» **Task to complete**
Print the data below exactly, but only the lines from the one containing "negative clicks: (200, 147)" down to the one containing "positive clicks: (205, 129) (199, 134)", inclusive.

» **Given records**
★ ★ ★ ★ ★ ★ ★
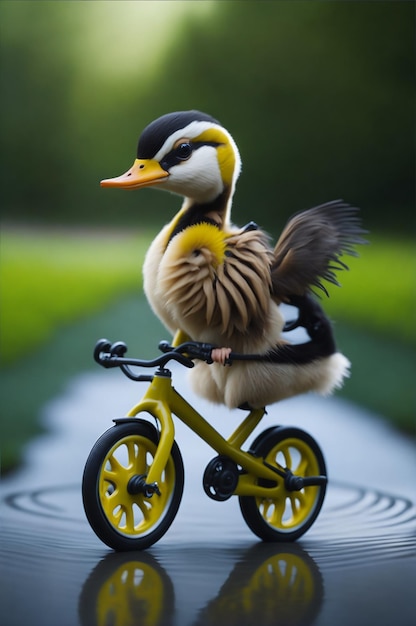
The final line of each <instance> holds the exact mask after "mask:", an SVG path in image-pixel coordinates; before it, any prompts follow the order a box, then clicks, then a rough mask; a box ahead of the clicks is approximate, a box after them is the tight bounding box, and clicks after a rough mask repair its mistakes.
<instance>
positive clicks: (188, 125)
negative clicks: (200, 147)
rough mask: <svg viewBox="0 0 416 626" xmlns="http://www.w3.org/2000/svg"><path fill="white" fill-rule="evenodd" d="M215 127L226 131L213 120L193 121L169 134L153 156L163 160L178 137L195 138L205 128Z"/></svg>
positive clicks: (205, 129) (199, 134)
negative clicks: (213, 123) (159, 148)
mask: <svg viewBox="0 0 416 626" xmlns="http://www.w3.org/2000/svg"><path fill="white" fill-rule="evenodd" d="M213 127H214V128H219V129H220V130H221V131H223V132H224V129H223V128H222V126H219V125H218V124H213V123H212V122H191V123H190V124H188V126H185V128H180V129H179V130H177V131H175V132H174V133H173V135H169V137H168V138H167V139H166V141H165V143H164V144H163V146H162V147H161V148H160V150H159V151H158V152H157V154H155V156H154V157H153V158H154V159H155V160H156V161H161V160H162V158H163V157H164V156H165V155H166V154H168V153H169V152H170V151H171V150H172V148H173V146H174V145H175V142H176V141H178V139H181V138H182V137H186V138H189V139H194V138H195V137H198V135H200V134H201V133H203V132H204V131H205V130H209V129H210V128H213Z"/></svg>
★ ★ ★ ★ ★ ★ ★
» **Finished task**
negative clicks: (200, 147)
rough mask: <svg viewBox="0 0 416 626" xmlns="http://www.w3.org/2000/svg"><path fill="white" fill-rule="evenodd" d="M215 127L226 131L213 120L193 121L169 134L153 156L163 160L178 137L195 138L205 128Z"/></svg>
positive clicks: (205, 129) (199, 134)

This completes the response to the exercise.